BEGIN RECORDS FOR THIS EXERCISE

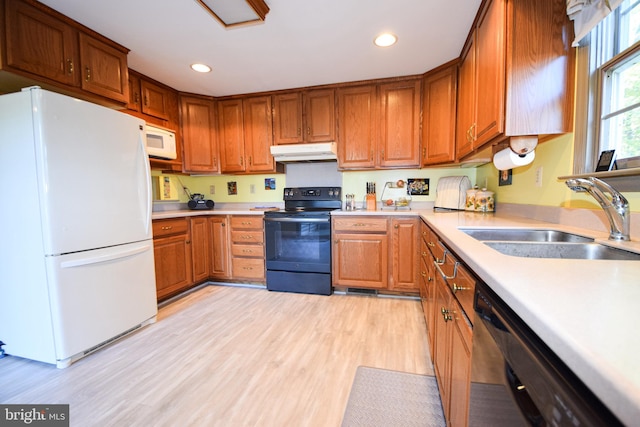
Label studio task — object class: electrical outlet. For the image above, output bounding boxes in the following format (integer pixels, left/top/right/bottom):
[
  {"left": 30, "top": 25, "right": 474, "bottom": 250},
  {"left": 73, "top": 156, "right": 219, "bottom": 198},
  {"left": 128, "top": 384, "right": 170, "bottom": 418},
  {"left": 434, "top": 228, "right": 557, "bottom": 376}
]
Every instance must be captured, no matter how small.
[{"left": 536, "top": 166, "right": 542, "bottom": 187}]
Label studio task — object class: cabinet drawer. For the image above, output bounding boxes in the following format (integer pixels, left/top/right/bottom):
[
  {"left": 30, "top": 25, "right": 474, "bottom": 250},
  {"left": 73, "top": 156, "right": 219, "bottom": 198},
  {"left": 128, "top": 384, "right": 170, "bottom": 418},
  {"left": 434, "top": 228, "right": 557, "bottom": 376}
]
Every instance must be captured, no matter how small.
[
  {"left": 427, "top": 229, "right": 445, "bottom": 262},
  {"left": 231, "top": 230, "right": 264, "bottom": 243},
  {"left": 333, "top": 217, "right": 387, "bottom": 233},
  {"left": 231, "top": 243, "right": 264, "bottom": 258},
  {"left": 153, "top": 218, "right": 189, "bottom": 238},
  {"left": 231, "top": 258, "right": 264, "bottom": 279},
  {"left": 231, "top": 215, "right": 262, "bottom": 230},
  {"left": 447, "top": 264, "right": 476, "bottom": 323}
]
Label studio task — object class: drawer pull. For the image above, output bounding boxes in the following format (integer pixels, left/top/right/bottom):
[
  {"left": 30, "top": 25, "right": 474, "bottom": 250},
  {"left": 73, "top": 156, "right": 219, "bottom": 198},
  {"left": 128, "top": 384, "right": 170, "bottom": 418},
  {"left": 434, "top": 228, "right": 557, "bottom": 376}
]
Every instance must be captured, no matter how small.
[
  {"left": 433, "top": 261, "right": 460, "bottom": 280},
  {"left": 453, "top": 283, "right": 469, "bottom": 294}
]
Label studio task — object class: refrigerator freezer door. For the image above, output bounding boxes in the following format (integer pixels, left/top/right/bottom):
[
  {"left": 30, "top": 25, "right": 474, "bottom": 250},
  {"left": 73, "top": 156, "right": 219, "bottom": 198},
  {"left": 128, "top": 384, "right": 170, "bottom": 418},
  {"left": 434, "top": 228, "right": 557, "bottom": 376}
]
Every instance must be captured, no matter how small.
[
  {"left": 47, "top": 240, "right": 158, "bottom": 367},
  {"left": 30, "top": 89, "right": 152, "bottom": 254}
]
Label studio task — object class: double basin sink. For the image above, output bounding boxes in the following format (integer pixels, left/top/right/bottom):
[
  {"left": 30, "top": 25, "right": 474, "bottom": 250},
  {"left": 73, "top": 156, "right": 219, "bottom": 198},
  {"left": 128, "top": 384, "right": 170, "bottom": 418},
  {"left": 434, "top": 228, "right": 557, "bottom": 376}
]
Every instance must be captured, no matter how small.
[{"left": 460, "top": 228, "right": 640, "bottom": 261}]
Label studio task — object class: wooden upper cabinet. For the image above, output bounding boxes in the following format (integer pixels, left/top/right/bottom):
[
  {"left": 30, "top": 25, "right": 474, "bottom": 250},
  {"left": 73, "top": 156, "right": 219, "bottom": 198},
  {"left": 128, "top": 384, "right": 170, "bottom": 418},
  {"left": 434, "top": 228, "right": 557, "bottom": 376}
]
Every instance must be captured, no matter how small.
[
  {"left": 472, "top": 0, "right": 507, "bottom": 148},
  {"left": 2, "top": 0, "right": 129, "bottom": 104},
  {"left": 457, "top": 0, "right": 575, "bottom": 158},
  {"left": 273, "top": 92, "right": 303, "bottom": 144},
  {"left": 79, "top": 33, "right": 127, "bottom": 103},
  {"left": 6, "top": 1, "right": 79, "bottom": 86},
  {"left": 127, "top": 72, "right": 142, "bottom": 112},
  {"left": 242, "top": 96, "right": 275, "bottom": 172},
  {"left": 140, "top": 79, "right": 169, "bottom": 120},
  {"left": 303, "top": 89, "right": 336, "bottom": 142},
  {"left": 337, "top": 85, "right": 378, "bottom": 169},
  {"left": 422, "top": 61, "right": 458, "bottom": 166},
  {"left": 455, "top": 38, "right": 476, "bottom": 159},
  {"left": 378, "top": 80, "right": 420, "bottom": 168},
  {"left": 180, "top": 96, "right": 220, "bottom": 173},
  {"left": 218, "top": 99, "right": 246, "bottom": 173},
  {"left": 273, "top": 89, "right": 336, "bottom": 144}
]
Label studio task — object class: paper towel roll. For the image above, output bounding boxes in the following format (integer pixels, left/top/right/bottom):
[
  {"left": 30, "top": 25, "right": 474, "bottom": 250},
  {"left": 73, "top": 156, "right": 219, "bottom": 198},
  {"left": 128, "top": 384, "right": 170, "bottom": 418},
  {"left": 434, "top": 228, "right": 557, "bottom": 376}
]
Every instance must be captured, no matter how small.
[{"left": 493, "top": 148, "right": 536, "bottom": 171}]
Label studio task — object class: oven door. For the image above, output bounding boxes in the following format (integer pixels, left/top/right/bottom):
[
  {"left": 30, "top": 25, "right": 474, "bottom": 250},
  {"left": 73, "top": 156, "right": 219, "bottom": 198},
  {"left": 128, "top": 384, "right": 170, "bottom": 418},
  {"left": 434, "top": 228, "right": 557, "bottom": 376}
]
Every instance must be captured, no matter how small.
[{"left": 264, "top": 215, "right": 331, "bottom": 273}]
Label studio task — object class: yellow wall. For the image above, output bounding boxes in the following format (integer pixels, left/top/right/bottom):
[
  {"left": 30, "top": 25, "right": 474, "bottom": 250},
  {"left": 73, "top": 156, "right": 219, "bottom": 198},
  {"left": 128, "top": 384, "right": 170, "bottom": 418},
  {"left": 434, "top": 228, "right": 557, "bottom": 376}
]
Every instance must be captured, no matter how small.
[
  {"left": 478, "top": 134, "right": 640, "bottom": 212},
  {"left": 151, "top": 171, "right": 285, "bottom": 204}
]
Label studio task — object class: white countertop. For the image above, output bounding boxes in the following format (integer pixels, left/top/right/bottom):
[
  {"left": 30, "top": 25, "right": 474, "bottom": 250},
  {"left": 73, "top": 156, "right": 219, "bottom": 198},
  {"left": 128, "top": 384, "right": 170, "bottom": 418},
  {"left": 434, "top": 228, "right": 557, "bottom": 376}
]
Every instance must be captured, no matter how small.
[
  {"left": 153, "top": 209, "right": 640, "bottom": 425},
  {"left": 421, "top": 212, "right": 640, "bottom": 425}
]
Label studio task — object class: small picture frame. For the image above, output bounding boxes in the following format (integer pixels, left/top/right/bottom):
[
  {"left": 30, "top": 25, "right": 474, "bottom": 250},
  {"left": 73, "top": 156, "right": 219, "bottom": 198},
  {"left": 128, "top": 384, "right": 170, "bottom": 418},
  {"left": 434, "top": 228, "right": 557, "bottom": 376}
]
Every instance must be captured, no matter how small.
[
  {"left": 498, "top": 169, "right": 513, "bottom": 186},
  {"left": 596, "top": 150, "right": 616, "bottom": 172}
]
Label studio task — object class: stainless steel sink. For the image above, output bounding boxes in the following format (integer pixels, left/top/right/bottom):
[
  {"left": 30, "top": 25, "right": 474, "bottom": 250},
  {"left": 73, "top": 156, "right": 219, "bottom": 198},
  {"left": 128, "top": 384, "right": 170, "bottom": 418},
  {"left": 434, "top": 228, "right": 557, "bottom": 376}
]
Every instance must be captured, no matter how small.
[
  {"left": 484, "top": 241, "right": 640, "bottom": 261},
  {"left": 460, "top": 228, "right": 593, "bottom": 243}
]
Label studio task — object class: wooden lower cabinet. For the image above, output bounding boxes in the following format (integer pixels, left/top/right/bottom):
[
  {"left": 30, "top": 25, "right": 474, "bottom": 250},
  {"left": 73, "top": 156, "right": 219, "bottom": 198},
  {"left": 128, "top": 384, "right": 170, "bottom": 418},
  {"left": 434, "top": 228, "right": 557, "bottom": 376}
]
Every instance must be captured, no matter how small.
[
  {"left": 207, "top": 215, "right": 231, "bottom": 279},
  {"left": 231, "top": 215, "right": 266, "bottom": 283},
  {"left": 389, "top": 217, "right": 420, "bottom": 292},
  {"left": 421, "top": 222, "right": 475, "bottom": 427},
  {"left": 189, "top": 217, "right": 210, "bottom": 282},
  {"left": 332, "top": 216, "right": 420, "bottom": 293},
  {"left": 153, "top": 218, "right": 193, "bottom": 300}
]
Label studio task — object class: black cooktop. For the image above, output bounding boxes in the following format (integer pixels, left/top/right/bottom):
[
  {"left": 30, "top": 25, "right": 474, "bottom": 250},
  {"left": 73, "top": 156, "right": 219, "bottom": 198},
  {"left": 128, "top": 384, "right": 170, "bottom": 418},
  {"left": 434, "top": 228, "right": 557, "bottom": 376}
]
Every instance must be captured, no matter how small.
[{"left": 265, "top": 187, "right": 342, "bottom": 216}]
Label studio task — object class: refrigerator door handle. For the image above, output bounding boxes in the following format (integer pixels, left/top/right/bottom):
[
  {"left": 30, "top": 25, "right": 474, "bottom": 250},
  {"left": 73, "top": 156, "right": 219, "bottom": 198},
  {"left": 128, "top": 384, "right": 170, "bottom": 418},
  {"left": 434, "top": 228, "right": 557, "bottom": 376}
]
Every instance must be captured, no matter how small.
[
  {"left": 139, "top": 129, "right": 153, "bottom": 233},
  {"left": 60, "top": 245, "right": 151, "bottom": 268}
]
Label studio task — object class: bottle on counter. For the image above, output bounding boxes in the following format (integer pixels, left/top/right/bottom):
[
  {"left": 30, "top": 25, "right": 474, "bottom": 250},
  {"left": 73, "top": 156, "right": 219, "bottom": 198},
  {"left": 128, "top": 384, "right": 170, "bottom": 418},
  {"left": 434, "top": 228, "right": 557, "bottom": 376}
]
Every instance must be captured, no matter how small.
[{"left": 475, "top": 188, "right": 496, "bottom": 212}]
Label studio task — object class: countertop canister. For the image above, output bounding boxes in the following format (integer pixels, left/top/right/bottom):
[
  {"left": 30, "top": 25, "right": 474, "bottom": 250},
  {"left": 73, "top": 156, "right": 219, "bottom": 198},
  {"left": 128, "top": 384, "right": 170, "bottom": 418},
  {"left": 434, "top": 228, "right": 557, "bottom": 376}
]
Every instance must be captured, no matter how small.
[{"left": 475, "top": 188, "right": 496, "bottom": 212}]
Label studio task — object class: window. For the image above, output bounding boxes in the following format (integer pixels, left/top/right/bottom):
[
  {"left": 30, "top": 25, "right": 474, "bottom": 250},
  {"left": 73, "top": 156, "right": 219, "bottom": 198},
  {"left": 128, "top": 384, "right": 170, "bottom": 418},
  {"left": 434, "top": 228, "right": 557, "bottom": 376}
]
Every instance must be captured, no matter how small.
[{"left": 574, "top": 0, "right": 640, "bottom": 173}]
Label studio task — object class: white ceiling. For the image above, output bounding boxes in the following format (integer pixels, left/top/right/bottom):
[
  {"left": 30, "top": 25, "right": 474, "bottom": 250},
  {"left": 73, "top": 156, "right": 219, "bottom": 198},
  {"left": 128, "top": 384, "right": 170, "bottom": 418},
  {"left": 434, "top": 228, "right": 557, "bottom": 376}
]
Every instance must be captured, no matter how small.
[{"left": 41, "top": 0, "right": 481, "bottom": 96}]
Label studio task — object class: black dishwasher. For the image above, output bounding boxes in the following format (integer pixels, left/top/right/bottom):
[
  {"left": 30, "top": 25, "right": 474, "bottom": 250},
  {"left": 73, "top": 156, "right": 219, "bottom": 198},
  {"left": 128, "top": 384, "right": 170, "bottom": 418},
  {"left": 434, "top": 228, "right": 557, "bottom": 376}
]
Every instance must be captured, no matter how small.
[{"left": 469, "top": 282, "right": 622, "bottom": 427}]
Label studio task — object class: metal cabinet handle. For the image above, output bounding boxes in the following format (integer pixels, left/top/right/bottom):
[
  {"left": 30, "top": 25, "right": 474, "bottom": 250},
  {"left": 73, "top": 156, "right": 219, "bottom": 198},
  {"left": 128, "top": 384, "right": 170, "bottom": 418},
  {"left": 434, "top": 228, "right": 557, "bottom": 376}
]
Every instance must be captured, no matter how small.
[
  {"left": 433, "top": 261, "right": 460, "bottom": 280},
  {"left": 453, "top": 283, "right": 469, "bottom": 294}
]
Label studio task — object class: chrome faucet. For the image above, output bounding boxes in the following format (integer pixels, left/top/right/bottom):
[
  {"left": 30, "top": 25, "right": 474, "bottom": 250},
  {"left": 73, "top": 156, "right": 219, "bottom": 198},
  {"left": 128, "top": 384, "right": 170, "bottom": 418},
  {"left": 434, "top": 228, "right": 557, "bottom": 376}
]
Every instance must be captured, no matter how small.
[{"left": 566, "top": 177, "right": 631, "bottom": 240}]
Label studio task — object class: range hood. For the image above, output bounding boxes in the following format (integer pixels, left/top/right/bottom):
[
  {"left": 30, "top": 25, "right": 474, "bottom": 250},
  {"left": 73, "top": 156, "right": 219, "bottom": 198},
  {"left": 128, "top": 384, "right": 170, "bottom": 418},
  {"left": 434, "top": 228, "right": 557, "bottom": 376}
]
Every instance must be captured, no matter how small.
[{"left": 271, "top": 141, "right": 338, "bottom": 163}]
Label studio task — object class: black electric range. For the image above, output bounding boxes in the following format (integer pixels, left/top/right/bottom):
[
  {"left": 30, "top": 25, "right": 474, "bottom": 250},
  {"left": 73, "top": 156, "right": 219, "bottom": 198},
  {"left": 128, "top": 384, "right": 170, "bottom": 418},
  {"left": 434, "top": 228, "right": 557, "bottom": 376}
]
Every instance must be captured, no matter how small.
[{"left": 264, "top": 187, "right": 342, "bottom": 295}]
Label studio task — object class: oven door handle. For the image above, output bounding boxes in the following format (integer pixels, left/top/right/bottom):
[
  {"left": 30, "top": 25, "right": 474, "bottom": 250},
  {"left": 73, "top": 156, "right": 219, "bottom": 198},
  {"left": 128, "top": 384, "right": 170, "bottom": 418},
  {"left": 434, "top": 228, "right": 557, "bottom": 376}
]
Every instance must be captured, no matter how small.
[{"left": 264, "top": 218, "right": 329, "bottom": 222}]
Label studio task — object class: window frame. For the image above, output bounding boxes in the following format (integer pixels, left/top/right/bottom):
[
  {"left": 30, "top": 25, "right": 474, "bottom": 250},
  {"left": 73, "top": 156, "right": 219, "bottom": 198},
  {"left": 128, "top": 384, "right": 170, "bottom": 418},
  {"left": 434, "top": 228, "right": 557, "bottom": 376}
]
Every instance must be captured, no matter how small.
[{"left": 573, "top": 1, "right": 640, "bottom": 175}]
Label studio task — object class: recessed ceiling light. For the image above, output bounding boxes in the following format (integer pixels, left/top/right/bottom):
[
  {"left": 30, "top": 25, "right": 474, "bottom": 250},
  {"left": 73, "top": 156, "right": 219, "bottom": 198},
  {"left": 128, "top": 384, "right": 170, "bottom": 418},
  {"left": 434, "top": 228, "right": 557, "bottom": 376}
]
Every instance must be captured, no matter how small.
[
  {"left": 373, "top": 33, "right": 398, "bottom": 47},
  {"left": 191, "top": 64, "right": 211, "bottom": 73}
]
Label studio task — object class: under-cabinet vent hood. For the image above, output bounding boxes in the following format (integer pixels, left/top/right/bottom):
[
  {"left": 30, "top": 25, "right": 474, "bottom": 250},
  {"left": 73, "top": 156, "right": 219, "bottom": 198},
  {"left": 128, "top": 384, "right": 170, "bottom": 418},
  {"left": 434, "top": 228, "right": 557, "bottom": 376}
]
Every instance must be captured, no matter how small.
[{"left": 271, "top": 142, "right": 338, "bottom": 163}]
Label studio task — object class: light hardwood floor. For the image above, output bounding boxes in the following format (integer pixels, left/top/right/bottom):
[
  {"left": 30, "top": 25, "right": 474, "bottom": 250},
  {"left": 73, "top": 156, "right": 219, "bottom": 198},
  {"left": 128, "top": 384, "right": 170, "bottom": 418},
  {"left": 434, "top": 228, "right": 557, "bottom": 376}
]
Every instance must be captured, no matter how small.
[{"left": 0, "top": 286, "right": 433, "bottom": 427}]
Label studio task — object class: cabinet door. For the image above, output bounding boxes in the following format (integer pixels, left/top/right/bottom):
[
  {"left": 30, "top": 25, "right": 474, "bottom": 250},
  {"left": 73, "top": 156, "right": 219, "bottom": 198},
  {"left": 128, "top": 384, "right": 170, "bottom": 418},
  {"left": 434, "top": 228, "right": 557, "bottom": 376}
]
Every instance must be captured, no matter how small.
[
  {"left": 304, "top": 89, "right": 336, "bottom": 142},
  {"left": 127, "top": 73, "right": 142, "bottom": 112},
  {"left": 337, "top": 85, "right": 378, "bottom": 169},
  {"left": 180, "top": 96, "right": 219, "bottom": 173},
  {"left": 456, "top": 38, "right": 476, "bottom": 159},
  {"left": 473, "top": 0, "right": 504, "bottom": 149},
  {"left": 332, "top": 233, "right": 389, "bottom": 289},
  {"left": 189, "top": 217, "right": 211, "bottom": 283},
  {"left": 273, "top": 92, "right": 303, "bottom": 145},
  {"left": 5, "top": 1, "right": 80, "bottom": 86},
  {"left": 242, "top": 96, "right": 275, "bottom": 172},
  {"left": 433, "top": 273, "right": 452, "bottom": 417},
  {"left": 422, "top": 65, "right": 458, "bottom": 166},
  {"left": 79, "top": 33, "right": 127, "bottom": 103},
  {"left": 448, "top": 310, "right": 473, "bottom": 426},
  {"left": 389, "top": 218, "right": 420, "bottom": 291},
  {"left": 153, "top": 235, "right": 193, "bottom": 300},
  {"left": 140, "top": 79, "right": 169, "bottom": 120},
  {"left": 378, "top": 80, "right": 420, "bottom": 167},
  {"left": 218, "top": 99, "right": 245, "bottom": 173},
  {"left": 209, "top": 216, "right": 229, "bottom": 279}
]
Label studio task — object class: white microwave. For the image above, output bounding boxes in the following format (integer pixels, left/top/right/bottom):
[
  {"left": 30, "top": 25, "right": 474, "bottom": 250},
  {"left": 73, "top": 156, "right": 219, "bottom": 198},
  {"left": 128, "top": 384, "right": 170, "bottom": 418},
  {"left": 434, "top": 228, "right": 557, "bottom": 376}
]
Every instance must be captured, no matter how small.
[{"left": 145, "top": 125, "right": 178, "bottom": 160}]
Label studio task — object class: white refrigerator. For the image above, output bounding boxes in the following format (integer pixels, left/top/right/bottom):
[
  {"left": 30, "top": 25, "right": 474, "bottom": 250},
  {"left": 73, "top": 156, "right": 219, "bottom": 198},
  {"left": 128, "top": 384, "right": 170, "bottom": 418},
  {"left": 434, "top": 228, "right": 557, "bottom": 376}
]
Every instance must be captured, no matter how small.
[{"left": 0, "top": 87, "right": 157, "bottom": 368}]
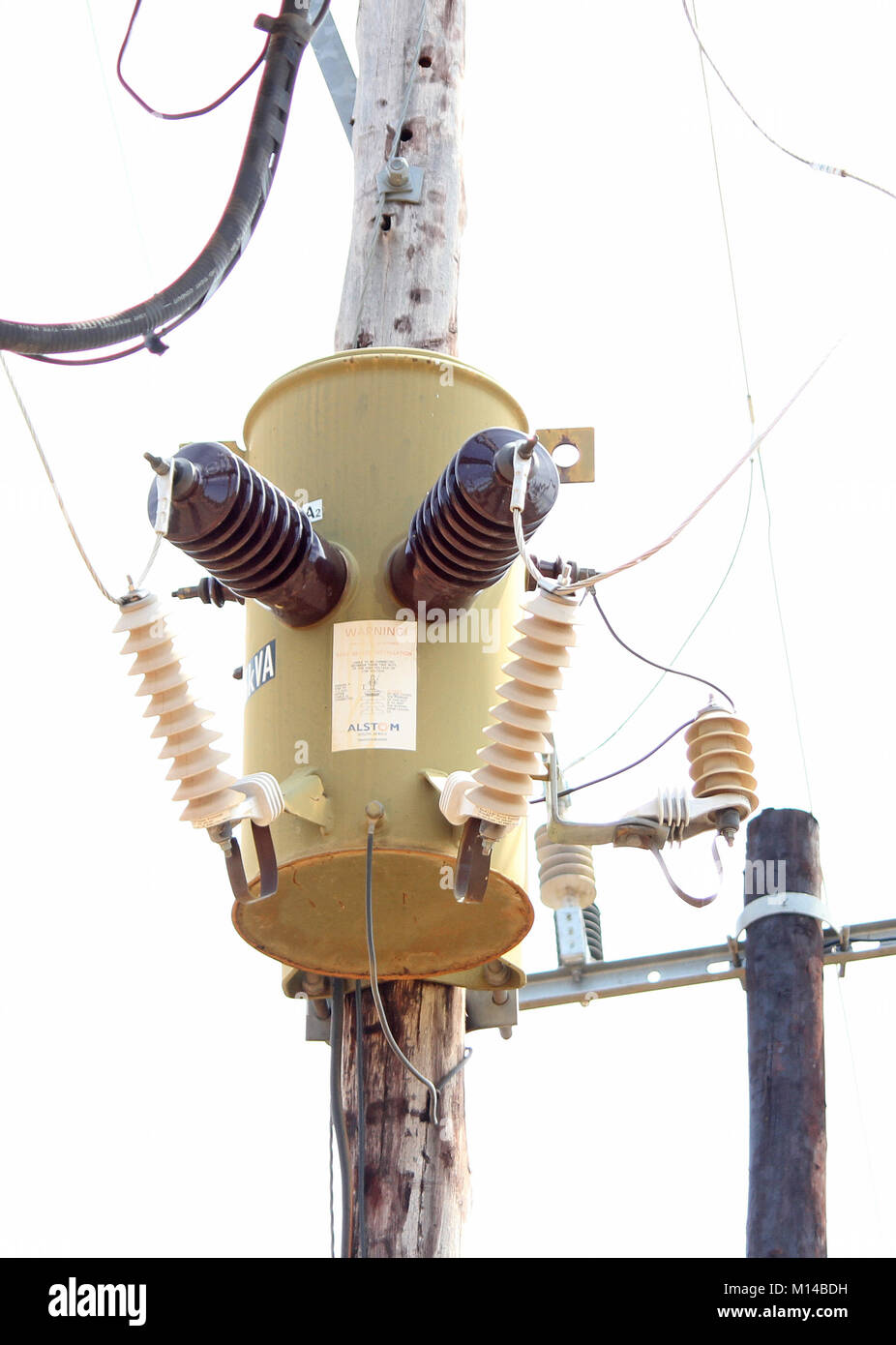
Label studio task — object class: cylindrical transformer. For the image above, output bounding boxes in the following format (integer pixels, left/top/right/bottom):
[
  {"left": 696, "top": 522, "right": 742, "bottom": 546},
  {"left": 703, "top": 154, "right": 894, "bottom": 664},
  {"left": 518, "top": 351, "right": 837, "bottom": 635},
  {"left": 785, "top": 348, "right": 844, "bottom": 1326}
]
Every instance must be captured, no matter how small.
[
  {"left": 389, "top": 428, "right": 559, "bottom": 611},
  {"left": 227, "top": 348, "right": 543, "bottom": 987},
  {"left": 148, "top": 442, "right": 348, "bottom": 625}
]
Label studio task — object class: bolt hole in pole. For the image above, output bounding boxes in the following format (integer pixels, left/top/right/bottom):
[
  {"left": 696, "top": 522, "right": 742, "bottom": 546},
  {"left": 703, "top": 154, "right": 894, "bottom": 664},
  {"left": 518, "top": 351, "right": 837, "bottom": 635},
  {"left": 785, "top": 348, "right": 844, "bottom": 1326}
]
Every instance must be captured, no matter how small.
[{"left": 551, "top": 442, "right": 582, "bottom": 468}]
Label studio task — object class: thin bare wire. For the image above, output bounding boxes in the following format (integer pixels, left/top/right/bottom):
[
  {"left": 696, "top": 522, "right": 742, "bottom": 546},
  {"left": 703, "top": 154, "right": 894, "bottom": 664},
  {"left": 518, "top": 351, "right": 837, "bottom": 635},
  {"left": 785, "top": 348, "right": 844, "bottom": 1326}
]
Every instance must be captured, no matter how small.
[
  {"left": 116, "top": 0, "right": 270, "bottom": 121},
  {"left": 681, "top": 0, "right": 896, "bottom": 200},
  {"left": 685, "top": 0, "right": 812, "bottom": 813},
  {"left": 756, "top": 453, "right": 813, "bottom": 813},
  {"left": 590, "top": 589, "right": 734, "bottom": 710},
  {"left": 555, "top": 338, "right": 842, "bottom": 593},
  {"left": 85, "top": 0, "right": 154, "bottom": 285},
  {"left": 566, "top": 462, "right": 754, "bottom": 770},
  {"left": 0, "top": 352, "right": 118, "bottom": 607},
  {"left": 365, "top": 822, "right": 438, "bottom": 1125}
]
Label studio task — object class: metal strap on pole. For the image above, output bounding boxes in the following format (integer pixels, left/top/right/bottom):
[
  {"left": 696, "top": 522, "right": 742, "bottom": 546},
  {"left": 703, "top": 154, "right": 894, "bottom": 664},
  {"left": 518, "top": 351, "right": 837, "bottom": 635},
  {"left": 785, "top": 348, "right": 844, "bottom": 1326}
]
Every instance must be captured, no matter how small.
[{"left": 734, "top": 892, "right": 835, "bottom": 936}]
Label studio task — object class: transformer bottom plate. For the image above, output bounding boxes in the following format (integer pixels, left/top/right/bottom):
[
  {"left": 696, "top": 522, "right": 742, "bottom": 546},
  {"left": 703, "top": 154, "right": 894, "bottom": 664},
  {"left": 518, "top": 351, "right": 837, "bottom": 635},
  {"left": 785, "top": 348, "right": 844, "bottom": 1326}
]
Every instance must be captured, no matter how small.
[{"left": 233, "top": 848, "right": 534, "bottom": 980}]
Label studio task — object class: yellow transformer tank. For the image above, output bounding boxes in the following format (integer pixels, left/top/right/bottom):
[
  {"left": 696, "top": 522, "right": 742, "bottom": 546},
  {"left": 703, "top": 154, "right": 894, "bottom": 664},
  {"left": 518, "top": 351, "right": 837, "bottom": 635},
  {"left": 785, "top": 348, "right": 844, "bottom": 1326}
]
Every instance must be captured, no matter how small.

END RECORDS FOR THIS EXERCISE

◆ **WORK INSTRUCTIONS**
Render the records as a numbered list without blank lines, starting with the line containing "Label studio task — object class: metal strap" and going on through the end of the records.

◆ **RESPONSE TO THIS TASK**
1. Label studio task — object class: metal strap on pole. For the image above, output bounding boxes in the following format (integer pixels, left/top/right/bottom):
2. [
3.   {"left": 696, "top": 522, "right": 742, "bottom": 546},
4.   {"left": 703, "top": 154, "right": 894, "bottom": 664},
5.   {"left": 518, "top": 351, "right": 837, "bottom": 635},
6.   {"left": 785, "top": 348, "right": 844, "bottom": 1326}
7. ]
8. Every instance must be captured, no matter how small.
9. [{"left": 734, "top": 892, "right": 835, "bottom": 936}]
10. Label studio task — object class: transformer bottom plate. For the image above, output bounding boxes in the following format (integer pixels, left/top/right/bottom):
11. [
12.   {"left": 696, "top": 522, "right": 742, "bottom": 546},
13.   {"left": 703, "top": 154, "right": 894, "bottom": 664},
14.   {"left": 518, "top": 351, "right": 837, "bottom": 635},
15.   {"left": 785, "top": 348, "right": 844, "bottom": 1326}
16. ]
17. Every instance must be captured, no matter how small.
18. [{"left": 233, "top": 848, "right": 534, "bottom": 980}]
19. Label studio task — object class: yellow transformer tank. For the image above, output bounding boxes in the following format (integer pixels, left/top/right/bottom):
20. [
21.   {"left": 696, "top": 522, "right": 742, "bottom": 546},
22.   {"left": 703, "top": 154, "right": 894, "bottom": 664},
23.   {"left": 518, "top": 351, "right": 837, "bottom": 635},
24.   {"left": 785, "top": 348, "right": 844, "bottom": 1326}
25. ]
26. Every instance must be captured, no matter how small.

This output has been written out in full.